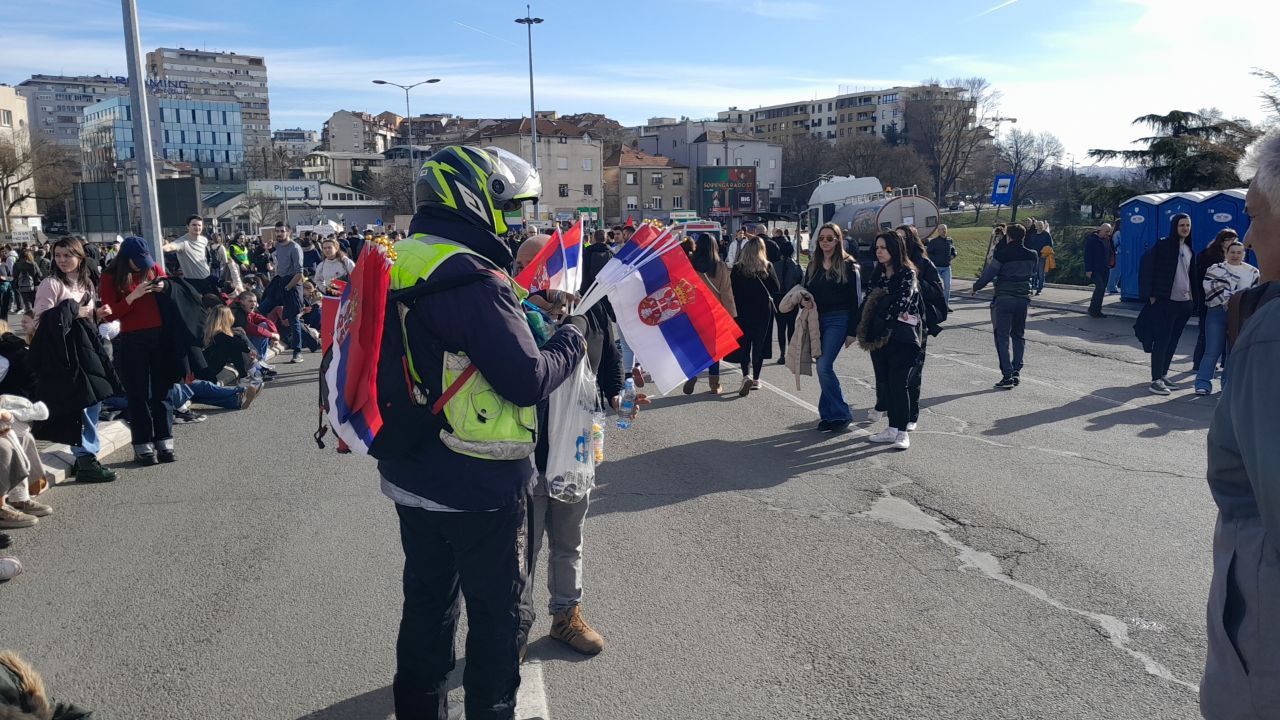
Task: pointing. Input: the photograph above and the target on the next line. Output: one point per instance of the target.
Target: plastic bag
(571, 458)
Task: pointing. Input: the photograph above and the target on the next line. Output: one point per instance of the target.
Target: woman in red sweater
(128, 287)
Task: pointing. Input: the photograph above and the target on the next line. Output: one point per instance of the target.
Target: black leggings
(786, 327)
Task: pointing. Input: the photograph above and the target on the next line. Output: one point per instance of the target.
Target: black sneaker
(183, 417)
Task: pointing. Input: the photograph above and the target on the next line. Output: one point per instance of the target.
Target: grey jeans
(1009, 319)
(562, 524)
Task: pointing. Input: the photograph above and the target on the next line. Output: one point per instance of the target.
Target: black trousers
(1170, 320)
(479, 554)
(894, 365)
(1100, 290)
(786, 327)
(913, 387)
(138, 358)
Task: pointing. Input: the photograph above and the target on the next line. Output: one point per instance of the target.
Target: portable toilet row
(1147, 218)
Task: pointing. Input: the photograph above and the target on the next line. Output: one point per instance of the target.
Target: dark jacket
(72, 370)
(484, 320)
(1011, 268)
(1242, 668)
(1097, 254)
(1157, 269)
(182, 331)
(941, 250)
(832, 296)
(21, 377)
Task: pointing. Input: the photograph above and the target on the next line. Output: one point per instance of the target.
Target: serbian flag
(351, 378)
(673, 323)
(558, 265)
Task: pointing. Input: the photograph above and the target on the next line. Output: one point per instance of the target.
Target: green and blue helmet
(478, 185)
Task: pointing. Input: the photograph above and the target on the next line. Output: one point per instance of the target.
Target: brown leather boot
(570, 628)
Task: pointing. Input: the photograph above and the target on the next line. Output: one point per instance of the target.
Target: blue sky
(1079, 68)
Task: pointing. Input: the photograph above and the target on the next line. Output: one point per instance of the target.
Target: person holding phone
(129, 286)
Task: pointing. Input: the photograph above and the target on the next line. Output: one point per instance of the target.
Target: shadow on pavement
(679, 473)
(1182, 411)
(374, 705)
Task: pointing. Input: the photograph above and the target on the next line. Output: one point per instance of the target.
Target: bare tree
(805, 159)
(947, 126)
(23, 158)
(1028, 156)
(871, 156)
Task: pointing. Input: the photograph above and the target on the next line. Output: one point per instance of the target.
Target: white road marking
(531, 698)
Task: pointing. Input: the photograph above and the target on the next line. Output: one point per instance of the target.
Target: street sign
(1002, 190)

◆ ◆ ◆ ◆ ◆

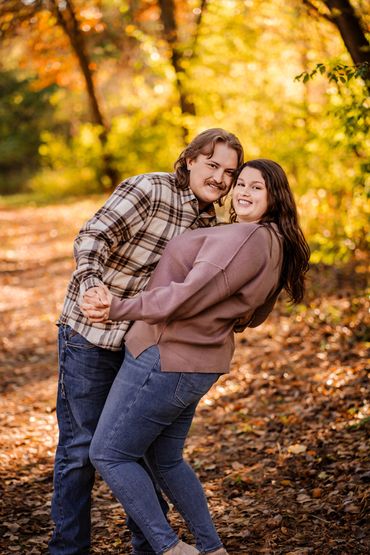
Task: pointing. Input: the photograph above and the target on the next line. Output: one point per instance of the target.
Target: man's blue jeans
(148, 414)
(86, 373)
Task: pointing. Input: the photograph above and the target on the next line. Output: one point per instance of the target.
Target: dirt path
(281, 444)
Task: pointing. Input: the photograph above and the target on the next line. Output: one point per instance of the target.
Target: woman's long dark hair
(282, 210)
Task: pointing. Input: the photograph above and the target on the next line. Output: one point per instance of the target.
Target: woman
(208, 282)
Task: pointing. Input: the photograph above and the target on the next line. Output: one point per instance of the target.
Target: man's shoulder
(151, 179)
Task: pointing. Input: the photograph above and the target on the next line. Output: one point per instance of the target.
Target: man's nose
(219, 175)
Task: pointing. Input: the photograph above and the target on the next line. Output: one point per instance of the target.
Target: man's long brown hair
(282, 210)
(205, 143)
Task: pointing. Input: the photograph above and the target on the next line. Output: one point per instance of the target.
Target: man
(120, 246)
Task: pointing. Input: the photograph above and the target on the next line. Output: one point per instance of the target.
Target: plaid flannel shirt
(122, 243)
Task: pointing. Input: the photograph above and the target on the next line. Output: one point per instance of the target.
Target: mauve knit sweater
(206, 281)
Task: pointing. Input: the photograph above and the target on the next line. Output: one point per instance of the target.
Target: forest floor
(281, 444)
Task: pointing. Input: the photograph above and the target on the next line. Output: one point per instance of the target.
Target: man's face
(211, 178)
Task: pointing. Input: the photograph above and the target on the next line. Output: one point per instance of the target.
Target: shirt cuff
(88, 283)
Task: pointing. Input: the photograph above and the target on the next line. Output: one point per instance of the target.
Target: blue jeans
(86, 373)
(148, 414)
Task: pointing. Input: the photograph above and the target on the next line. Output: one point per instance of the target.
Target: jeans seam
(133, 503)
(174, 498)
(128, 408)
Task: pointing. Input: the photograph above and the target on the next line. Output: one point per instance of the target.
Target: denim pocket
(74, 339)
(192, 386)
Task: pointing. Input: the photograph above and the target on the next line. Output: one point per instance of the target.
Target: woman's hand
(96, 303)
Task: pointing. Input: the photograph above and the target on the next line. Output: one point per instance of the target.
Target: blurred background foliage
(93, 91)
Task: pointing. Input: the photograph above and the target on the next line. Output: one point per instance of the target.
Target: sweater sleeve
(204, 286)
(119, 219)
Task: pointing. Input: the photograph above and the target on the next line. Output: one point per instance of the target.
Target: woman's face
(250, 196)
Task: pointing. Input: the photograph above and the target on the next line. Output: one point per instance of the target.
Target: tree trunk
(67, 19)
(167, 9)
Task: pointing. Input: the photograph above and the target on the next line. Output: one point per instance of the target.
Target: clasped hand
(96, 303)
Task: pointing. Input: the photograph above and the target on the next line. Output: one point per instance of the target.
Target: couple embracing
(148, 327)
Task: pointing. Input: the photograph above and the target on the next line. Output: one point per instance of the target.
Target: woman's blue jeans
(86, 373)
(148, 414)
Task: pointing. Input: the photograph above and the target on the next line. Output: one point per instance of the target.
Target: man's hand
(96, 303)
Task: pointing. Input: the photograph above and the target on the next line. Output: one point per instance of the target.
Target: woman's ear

◆ ◆ ◆ ◆ ◆

• _Problem to solve_: Restate word for word the entries above from the line with "Target: woman's blue jeans" through the line with "Target: woman's ear", inclusive, leaving out everything else.

• _Answer to this problem_:
Target: woman's blue jeans
(86, 373)
(148, 414)
Task: pointing. Input: the photograph above and the target on the next line. Output: one point per instance of the target.
Target: man's hand
(96, 303)
Task: pointing. Input: the photograph above and the target on the next line. Output: one point per instance of the target.
Target: woman's ear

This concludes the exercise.